### Work instructions:
Once you reach the line containing "foliage and record the pixel coordinates.", write out that line and every remaining line of the records exactly.

[Natural language region descriptions]
---------------
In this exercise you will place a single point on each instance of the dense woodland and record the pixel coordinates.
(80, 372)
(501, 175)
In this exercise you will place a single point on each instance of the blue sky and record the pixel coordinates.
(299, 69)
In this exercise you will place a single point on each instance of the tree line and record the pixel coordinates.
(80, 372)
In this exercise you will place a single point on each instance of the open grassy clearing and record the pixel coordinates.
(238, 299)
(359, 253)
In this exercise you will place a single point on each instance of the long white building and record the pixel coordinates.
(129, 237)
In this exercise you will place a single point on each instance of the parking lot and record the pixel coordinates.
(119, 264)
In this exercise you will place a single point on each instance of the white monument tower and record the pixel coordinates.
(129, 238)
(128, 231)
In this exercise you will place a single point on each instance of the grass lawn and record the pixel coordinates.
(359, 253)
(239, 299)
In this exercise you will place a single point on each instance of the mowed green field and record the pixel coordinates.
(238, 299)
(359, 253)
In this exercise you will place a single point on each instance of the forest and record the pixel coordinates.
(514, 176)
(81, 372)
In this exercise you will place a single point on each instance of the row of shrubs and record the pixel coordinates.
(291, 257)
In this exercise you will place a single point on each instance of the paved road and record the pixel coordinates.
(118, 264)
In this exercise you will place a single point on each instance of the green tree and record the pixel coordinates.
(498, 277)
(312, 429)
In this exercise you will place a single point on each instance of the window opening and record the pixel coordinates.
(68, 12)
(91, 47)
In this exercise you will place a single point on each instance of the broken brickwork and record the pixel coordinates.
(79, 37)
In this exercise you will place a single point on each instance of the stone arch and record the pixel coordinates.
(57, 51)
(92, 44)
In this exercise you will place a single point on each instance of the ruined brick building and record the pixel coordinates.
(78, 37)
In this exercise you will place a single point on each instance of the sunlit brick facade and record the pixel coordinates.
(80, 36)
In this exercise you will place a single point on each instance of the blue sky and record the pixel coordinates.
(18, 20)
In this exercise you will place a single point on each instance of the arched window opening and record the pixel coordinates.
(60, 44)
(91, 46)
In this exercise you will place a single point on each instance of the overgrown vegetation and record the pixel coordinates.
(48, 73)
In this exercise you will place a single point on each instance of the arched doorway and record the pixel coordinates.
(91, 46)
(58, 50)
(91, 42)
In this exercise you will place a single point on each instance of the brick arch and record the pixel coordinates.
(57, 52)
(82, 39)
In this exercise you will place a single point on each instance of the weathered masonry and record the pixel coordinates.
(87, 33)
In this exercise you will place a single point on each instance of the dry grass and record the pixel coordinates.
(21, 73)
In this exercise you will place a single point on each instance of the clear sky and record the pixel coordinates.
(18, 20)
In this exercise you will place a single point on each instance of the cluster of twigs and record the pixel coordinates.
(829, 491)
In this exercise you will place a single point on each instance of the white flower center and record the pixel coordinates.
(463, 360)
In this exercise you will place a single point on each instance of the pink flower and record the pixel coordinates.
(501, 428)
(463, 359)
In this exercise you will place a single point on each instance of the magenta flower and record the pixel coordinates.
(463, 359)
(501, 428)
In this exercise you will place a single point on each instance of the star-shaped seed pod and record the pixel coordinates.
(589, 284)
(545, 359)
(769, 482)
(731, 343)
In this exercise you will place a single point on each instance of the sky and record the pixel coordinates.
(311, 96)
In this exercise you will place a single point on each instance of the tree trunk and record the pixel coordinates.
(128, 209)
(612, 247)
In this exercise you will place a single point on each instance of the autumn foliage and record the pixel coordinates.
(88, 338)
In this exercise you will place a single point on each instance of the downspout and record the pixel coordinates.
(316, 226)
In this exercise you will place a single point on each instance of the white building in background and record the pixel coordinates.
---------------
### Your solution:
In this exercise you will place a single point on each instance of the autumn foliage and record the pixel coordinates.
(88, 338)
In this exercise you will place a single point on each instance of the downspout and record the pixel coordinates.
(316, 226)
In this exercise you will place a single point on each instance of the white building in background and record the pixel coordinates.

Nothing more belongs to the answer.